[GIVEN PASSAGE]:
+ + + + +

The Big Sick is a delightful heartwarming original romance and the
perfect antidote for the current fearful intolerant times threatening to
separate people from various backgrounds instead of uniting them which will
resonate with many filmgoers.
Kumail Nanjiani, a TV actor on HBO’s Silicon Valley, plays himself in 2007 when he was a struggling
comedian and dating his white Christian girlfriend Emily V. Gordon (played by
Zoe Kazan) who he met as a grad student at the comedy club in Chicago during
one of his standup routines and is based on their real-life romance.
Kumail dreams of making it big as a stand-up comic and actor
in Chicago. He practices his cultural brand of comedy at a small comedy club by
night and works as an Uber driver by day. His parents are devout Muslim Pakistani
Americans who are busy trying to match him up with a steady array of Pakistani
American girls who keep dropping by the house whenever he comes over for dinner.
Yes visions of Meet the Patels (2015)
and Punchline (1988) come to mind.

+ + + + +

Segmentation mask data
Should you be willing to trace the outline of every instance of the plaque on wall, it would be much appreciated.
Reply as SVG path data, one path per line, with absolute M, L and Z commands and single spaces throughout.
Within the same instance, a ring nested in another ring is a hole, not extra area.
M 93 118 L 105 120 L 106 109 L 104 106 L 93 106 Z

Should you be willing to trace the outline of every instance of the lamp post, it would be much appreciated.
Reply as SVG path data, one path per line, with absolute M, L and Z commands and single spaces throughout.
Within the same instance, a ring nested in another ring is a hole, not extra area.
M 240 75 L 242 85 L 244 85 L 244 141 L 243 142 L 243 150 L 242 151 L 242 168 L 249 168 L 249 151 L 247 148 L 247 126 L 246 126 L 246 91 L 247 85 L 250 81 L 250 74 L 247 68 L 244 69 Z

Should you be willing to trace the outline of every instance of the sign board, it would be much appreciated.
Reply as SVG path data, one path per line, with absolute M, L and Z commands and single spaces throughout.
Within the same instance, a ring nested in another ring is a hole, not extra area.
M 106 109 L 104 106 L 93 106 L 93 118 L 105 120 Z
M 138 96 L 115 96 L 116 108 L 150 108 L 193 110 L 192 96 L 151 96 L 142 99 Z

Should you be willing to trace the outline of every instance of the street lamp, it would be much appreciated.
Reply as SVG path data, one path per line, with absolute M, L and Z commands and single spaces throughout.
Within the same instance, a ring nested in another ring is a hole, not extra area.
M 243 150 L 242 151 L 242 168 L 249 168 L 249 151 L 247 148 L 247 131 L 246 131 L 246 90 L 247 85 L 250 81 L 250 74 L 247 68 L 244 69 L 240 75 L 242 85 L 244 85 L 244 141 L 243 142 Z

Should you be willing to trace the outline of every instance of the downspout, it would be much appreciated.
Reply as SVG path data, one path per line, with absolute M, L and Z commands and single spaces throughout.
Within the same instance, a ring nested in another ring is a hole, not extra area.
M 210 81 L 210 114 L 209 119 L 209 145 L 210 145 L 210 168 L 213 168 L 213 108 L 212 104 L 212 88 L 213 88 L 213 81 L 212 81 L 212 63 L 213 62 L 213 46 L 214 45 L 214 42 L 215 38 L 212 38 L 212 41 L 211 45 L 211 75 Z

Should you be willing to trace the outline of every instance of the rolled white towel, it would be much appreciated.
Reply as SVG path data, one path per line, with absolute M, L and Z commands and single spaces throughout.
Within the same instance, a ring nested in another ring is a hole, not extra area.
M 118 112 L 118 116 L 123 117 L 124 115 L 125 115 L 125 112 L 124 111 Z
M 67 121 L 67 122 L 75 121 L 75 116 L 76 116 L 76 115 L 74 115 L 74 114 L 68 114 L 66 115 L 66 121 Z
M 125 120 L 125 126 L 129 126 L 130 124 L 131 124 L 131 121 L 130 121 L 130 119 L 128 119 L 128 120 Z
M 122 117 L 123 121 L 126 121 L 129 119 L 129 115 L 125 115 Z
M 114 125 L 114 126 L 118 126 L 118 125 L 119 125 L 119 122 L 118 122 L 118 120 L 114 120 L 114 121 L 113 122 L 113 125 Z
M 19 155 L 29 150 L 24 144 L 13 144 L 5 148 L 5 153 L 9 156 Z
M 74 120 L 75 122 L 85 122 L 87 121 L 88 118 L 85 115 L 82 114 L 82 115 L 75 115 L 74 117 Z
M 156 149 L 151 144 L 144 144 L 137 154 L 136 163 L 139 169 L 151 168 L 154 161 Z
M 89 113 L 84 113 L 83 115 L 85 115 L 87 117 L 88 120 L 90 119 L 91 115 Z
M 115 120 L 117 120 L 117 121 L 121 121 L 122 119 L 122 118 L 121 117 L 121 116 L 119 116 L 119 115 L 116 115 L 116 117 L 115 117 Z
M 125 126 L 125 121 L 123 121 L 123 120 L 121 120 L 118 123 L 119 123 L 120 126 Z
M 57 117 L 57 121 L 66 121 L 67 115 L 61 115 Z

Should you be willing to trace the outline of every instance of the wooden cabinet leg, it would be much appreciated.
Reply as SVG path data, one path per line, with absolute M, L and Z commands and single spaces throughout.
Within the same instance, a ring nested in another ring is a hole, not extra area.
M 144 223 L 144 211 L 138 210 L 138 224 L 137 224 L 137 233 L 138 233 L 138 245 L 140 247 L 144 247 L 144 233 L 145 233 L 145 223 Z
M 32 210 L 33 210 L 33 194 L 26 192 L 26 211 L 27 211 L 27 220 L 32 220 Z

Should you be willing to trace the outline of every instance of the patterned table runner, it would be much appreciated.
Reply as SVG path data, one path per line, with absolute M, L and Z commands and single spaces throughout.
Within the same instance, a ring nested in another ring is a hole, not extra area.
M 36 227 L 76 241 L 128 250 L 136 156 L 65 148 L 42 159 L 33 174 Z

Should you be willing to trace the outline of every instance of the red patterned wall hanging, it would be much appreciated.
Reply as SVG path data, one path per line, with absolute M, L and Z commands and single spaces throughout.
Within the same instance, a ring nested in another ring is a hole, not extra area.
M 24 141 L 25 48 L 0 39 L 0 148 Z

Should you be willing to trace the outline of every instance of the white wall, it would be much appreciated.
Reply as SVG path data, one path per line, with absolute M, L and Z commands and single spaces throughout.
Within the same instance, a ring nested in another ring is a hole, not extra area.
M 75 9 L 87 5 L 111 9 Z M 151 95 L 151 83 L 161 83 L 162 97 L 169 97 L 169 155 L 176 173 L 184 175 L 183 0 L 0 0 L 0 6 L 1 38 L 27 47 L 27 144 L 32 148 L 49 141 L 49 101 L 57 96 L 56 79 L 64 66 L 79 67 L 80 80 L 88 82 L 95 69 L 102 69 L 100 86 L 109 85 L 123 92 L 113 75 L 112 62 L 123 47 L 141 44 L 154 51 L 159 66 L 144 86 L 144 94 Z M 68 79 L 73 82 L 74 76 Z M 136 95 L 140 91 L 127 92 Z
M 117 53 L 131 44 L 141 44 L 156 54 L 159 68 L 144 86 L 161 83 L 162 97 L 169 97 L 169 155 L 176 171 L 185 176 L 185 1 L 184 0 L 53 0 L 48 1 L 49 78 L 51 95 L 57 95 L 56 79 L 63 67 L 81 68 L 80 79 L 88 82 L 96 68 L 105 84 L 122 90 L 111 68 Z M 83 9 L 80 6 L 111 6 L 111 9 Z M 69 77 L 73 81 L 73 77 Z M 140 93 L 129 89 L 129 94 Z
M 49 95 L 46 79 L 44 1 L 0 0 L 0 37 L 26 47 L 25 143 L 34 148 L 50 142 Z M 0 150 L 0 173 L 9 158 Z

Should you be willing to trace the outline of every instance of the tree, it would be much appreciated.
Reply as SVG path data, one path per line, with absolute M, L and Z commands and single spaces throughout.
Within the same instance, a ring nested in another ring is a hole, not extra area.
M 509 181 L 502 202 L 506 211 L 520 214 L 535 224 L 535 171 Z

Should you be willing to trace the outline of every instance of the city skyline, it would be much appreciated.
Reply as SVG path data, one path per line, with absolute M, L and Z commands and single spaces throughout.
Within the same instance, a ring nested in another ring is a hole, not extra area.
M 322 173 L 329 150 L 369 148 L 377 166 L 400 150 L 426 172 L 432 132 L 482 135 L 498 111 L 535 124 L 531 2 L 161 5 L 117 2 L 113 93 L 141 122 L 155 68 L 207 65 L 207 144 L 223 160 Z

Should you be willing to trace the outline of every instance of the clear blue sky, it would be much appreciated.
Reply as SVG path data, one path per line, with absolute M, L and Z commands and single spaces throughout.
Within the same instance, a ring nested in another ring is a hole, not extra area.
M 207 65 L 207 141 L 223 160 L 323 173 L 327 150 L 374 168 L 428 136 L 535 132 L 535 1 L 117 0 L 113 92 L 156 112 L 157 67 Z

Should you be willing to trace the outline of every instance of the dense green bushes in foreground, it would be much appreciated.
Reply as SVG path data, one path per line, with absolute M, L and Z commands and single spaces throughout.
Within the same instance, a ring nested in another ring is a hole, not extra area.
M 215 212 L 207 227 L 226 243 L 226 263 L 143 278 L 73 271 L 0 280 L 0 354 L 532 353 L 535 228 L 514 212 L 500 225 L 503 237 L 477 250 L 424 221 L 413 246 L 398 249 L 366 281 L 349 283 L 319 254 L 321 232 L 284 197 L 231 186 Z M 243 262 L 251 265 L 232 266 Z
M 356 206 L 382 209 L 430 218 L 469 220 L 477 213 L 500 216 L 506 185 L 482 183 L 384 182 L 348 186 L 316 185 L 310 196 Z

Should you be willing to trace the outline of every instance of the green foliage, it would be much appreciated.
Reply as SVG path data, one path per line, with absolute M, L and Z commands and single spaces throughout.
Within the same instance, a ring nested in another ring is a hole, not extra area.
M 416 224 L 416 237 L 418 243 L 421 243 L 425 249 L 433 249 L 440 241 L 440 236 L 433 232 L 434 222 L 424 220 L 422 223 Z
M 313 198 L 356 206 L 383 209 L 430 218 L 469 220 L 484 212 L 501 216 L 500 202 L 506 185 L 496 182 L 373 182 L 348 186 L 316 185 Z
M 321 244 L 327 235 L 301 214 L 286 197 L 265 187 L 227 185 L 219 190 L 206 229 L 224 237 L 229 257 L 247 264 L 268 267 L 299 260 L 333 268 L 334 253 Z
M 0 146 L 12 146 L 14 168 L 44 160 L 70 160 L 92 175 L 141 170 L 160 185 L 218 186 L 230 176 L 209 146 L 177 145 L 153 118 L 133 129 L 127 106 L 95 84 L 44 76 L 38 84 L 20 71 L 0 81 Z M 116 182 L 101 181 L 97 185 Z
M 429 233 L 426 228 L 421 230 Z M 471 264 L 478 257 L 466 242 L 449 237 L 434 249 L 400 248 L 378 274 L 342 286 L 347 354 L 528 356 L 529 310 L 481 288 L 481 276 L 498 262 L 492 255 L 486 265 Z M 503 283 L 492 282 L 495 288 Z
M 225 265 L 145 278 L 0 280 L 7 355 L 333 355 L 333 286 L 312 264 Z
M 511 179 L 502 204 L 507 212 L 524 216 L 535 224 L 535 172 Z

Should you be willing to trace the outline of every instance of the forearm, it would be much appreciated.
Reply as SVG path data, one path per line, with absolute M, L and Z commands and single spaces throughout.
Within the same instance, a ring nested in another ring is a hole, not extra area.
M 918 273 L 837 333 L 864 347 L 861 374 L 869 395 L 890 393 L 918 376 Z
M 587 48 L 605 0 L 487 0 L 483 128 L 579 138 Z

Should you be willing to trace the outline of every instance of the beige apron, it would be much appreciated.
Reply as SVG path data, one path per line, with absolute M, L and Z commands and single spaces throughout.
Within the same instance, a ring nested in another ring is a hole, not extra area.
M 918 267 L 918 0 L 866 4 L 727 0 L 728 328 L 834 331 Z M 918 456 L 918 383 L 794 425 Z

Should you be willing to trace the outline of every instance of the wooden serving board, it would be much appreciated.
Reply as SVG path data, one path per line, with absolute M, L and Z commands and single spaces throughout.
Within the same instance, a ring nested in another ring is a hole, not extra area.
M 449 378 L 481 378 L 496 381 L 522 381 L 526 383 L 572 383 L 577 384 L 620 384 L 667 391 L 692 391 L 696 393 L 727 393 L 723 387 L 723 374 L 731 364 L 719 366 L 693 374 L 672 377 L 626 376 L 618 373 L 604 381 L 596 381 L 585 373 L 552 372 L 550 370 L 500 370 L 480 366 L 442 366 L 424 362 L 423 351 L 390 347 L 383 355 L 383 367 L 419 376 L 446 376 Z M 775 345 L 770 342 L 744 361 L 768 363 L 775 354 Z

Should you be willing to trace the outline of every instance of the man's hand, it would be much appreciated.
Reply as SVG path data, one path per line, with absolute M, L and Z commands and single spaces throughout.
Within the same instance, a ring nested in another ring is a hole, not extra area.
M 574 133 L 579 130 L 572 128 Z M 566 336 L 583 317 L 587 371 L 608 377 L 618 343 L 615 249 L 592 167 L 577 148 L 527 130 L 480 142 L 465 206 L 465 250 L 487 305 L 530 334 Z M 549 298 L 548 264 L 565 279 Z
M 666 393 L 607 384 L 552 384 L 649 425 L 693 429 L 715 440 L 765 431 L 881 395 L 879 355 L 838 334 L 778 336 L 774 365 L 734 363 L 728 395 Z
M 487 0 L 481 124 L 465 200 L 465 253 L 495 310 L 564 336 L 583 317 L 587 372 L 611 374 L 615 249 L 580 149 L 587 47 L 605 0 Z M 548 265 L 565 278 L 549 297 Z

+ + + + +

[TO DO]:
1. In the review of The Big Sick, what job does Kumail hold during the day?
2. Carry on the review of The Big Sick from its final sentence.

[ANSWERS FOR EACH ITEM]:
1. He works as an Uber driver.

2.
What Kumail is hiding from his parents is that he enjoys his
American lifestyle and is not interested in their cultural tradition of arranged
marriages. He just wants to be like other normal American guys his age, but he
can’t tell his girlfriend what his parents are expecting of him for fear of
losing her, his parents, or both.
Kumail and Emily have a charming playful chemistry together and
we enjoy watching their courtship flourish. But when the two are at a stage in
the relationship where Emily wants to meet his parents and for him to meet
hers, Kumail tries to stall while he figures out how to explain his family
situation. When she eventually finds out on her own, she’s heartbroken, accusing
him of lying to her and bitterly breaks up with him.
After the abrupt breakup they go their separate ways and
Kumail goes back to his old life of dating random girls he meets at the comedy
club. But it so happens that this time fate steps in to give them both a reality
check that will make them see each other in a whole new light and bring them
back together in a most unusual way.
Like a classic Bollywood musical where our hero couple, after
a magical courtship, suddenly separate during an angry disagreement, and then unexpectedly
find themselves drawn back together after a big tragic event, so Kumail and
Emily are reunited during a traumatic medical crisis when fate strikes a tragic
blow.
At this point The Big
Sick turns into an emotional hospital nightmare with hilarious awkward moments
when Kumail rushes to Emily’s bedside after he discovers that she has fallen
ill with a mysterious infection. He eventually finds himself face to face with
Emily’s parents who know all about what has happened between him and their
daughter and are none too happy to see him.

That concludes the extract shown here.